-- What this task involves --
Reproduce the listing verbatim.

___ Records to use ___

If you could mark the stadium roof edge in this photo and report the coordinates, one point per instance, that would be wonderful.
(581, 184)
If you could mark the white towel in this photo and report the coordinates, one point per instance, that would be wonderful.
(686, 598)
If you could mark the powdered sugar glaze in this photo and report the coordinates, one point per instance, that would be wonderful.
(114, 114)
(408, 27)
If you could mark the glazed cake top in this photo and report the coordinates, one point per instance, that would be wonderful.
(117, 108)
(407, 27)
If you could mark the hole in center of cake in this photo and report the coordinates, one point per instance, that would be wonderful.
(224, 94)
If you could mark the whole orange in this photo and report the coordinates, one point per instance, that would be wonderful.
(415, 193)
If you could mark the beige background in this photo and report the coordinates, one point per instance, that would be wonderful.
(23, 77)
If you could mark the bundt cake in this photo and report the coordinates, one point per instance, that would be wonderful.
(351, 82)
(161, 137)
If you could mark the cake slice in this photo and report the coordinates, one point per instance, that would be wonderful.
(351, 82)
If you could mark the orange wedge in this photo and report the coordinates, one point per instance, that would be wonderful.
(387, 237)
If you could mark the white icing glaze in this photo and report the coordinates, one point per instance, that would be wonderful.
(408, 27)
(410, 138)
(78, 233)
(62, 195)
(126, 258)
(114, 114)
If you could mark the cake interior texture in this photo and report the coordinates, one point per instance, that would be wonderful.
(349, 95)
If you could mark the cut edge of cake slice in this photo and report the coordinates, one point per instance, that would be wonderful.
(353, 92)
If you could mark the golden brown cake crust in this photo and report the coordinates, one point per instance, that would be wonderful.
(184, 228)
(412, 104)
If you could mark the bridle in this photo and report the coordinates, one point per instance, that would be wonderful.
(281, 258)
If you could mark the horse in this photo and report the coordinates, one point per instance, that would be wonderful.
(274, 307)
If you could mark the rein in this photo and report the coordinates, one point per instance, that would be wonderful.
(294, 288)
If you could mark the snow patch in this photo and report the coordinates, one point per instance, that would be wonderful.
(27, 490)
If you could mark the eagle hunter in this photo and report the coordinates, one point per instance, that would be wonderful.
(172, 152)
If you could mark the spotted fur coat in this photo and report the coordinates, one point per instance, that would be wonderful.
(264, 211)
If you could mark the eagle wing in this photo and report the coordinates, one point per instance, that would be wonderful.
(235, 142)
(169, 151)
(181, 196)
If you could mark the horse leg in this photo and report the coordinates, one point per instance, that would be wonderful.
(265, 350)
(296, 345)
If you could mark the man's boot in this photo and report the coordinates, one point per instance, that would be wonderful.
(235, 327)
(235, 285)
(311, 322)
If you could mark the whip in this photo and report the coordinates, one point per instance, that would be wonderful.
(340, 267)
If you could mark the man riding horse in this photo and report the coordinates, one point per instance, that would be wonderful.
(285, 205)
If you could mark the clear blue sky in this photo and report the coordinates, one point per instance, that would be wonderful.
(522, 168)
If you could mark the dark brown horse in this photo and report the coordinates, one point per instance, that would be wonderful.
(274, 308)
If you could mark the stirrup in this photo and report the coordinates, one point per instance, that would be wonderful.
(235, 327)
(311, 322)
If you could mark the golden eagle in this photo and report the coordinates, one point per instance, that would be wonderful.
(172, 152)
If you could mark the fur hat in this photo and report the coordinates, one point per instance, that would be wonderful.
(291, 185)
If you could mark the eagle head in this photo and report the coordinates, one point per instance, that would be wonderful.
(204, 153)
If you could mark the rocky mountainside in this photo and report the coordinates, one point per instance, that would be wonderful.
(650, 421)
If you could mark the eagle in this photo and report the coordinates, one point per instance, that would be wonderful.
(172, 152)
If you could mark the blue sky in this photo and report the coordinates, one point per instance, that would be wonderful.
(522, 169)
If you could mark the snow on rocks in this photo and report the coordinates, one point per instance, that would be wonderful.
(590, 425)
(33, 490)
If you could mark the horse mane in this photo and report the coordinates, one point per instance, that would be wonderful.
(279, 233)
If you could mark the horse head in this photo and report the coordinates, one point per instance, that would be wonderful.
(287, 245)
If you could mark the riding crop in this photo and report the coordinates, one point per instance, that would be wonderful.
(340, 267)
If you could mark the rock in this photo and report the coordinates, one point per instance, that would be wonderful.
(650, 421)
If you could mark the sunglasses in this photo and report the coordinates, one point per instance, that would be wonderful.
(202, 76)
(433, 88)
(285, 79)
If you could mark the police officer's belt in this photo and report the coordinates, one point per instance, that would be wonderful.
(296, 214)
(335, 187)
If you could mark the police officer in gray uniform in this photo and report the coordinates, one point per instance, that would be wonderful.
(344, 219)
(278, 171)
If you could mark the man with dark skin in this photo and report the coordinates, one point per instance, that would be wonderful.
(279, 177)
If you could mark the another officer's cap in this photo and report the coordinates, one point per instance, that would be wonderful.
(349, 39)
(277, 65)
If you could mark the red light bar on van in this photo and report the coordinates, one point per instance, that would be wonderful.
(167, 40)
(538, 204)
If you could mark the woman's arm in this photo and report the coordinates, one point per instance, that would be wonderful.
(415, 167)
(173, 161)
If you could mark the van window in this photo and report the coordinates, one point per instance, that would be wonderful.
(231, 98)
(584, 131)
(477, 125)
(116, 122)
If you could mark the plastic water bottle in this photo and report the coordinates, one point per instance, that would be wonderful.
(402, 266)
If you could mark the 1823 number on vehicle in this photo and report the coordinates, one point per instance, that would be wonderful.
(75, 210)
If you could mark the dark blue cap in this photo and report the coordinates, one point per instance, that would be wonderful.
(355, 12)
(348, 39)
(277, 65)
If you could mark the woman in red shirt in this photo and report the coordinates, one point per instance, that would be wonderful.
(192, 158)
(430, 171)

___

-- Response to the task --
If you could mark the stadium roof edge in this photo and report the coordinates, one point per instance, that would be wonderful.
(581, 184)
If you could mark the white towel in this photo and report the coordinates, one point per instance, that would be wonderful.
(686, 598)
If you could mark the powdered sugar glaze in this photo and report the coordinates, one point per instance, that would be wonderful.
(114, 114)
(408, 27)
If you could mark the glazed cake top in this photo and report the coordinates, one point per instance, that would be wonderful.
(117, 108)
(407, 27)
If you could mark the hole in center of cake in this photo and report the coordinates, one point per instance, that would be wonderful.
(224, 94)
If you could mark the whole orange in this photo and report the coordinates, one point per instance, that would be wonderful.
(415, 193)
If you could mark the beige background in this photo and report the coordinates, one point per instance, that would be wonderful.
(23, 77)
If you could mark the bundt cake in this photo and report the coordinates, one point per instance, that would be wonderful.
(351, 82)
(161, 137)
If you could mark the cake slice in this photo and report the coordinates, one point per instance, that would be wonderful.
(351, 82)
If you could mark the orange wedge in this photo and report the coordinates, one point per instance, that would be wonderful.
(387, 237)
If you could mark the white icing glaze in this photo and report the coordinates, one point per instance, that would be wonderful.
(408, 27)
(410, 138)
(78, 233)
(62, 195)
(126, 258)
(114, 114)
If you could mark the cake interior texture in this photo and report the coordinates, one point per instance, that would be wonderful.
(349, 95)
If you could mark the cut edge of cake slice in this photo and report the coordinates, one point per instance, that would be wonderful.
(353, 92)
If you could mark the golden brown cake crust in this photo and report the coordinates, one point per instance, that would be wonderful.
(184, 228)
(412, 104)
If you could mark the bridle in this photo and report the coordinates, one point per instance, that would be wonderful.
(281, 258)
If you could mark the horse in this photo and report the coordinates, one point per instance, that would be wonderful.
(274, 307)
If you could mark the rein in this photo and report the coordinates, one point per instance, that would be wonderful.
(294, 288)
If you could mark the snow patch in this photo and report the coordinates, one point per instance, that would be wonderful.
(27, 490)
If you could mark the eagle hunter in this photo and report the coordinates, one point per instance, that would be wonderful.
(172, 152)
If you could mark the spotted fur coat in this photo and report the coordinates, one point per instance, that would be wonderful.
(264, 211)
If you could mark the eagle wing in this photo and report the coordinates, one point per instance, that would be wonderful.
(235, 142)
(169, 151)
(181, 196)
If you could mark the horse leg in this photo and report the coordinates, one point per instance, that would be wonderful.
(265, 350)
(296, 345)
If you could mark the man's boot in this photo and report the coordinates, one point per instance, that would be wonderful.
(235, 327)
(235, 285)
(311, 322)
If you could mark the whip in this photo and report the coordinates, one point per instance, that would be wonderful.
(340, 267)
If you could mark the man riding horse in this photo and report the coordinates, one point per instance, that would be wonderful.
(285, 205)
If you could mark the clear blue sky in this photo and report the coordinates, one point per instance, that would be wonderful.
(522, 168)
If you could mark the dark brown horse in this photo and report the coordinates, one point per instance, that would be wonderful.
(274, 308)
If you could mark the stirrup in this photo and report the coordinates, one point per instance, that would be wonderful.
(235, 327)
(311, 322)
If you could mark the golden eagle in this photo and report the coordinates, one point per instance, that would be wonderful.
(172, 152)
If you could mark the fur hat in this photo and report the coordinates, one point per instance, that would be wonderful.
(291, 185)
If you could mark the eagle head in this photo and report the coordinates, one point per instance, that would be wonderful.
(204, 153)
If you could mark the rocky mountainside in this photo and report the coordinates, one point per instance, that would be wonderful.
(650, 421)
If you could mark the eagle in this photo and report the coordinates, one point per instance, that would be wonderful.
(172, 152)
If you could mark the blue sky in this photo and report the coordinates, one point per instance, that would be wonderful.
(522, 169)
If you could mark the snow on rocks in this photo and report the coordinates, one point per instance, that would be wonderful.
(590, 425)
(33, 490)
If you could mark the horse mane in this photo and report the coordinates, one point per instance, that would be wonderful.
(279, 233)
If you could mark the horse head in this photo and report the coordinates, one point per instance, that would be wonderful.
(287, 245)
If you could mark the riding crop in this photo and report the coordinates, one point per instance, that would be wonderful.
(340, 267)
If you could mark the rock in this photo and report the coordinates, one point per instance, that would be wonderful.
(650, 421)
If you could mark the sunglasses in this photo and report the coordinates, one point per instance, that would be wonderful.
(202, 76)
(433, 88)
(285, 79)
If you could mark the police officer's belt in this photo and report the coordinates, one point per instance, that would be wonderful.
(296, 214)
(335, 187)
If you could mark the police officer in gray uniform in this photo and report the coordinates, one point per instance, that would be wonderful.
(344, 219)
(278, 171)
If you could mark the man with dark skin in this photo and report the coordinates, one point per instance, that would be wonderful.
(279, 177)
If you could mark the another officer's cap in this photo and report the coordinates, one point per instance, that would be wonderful.
(349, 39)
(277, 65)
If you could mark the red light bar on van in this photo and report the coordinates, one point per instance, that would be wonderful.
(167, 40)
(538, 204)
If you could mark the woman's arm in this photo and report the coordinates, one point per instance, that would be wonderful.
(415, 167)
(173, 161)
If you could mark the van window in this photo and report the coordinates, one point per instance, that would be wonderful.
(231, 98)
(584, 131)
(477, 125)
(116, 122)
If you could mark the plastic water bottle in this photo and report the coordinates, one point per instance, that would be wonderful.
(402, 266)
If you could mark the 1823 number on vehicle in this photo and report the coordinates, one point per instance, that would be wonderful.
(75, 210)
If you could mark the dark blue cap in this photo and report the coordinates, one point per instance, that would be wonderful.
(355, 12)
(348, 39)
(277, 65)
If you could mark the woman in red shirt in this photo and report the coordinates, one point per instance, that would be wonderful.
(192, 158)
(430, 171)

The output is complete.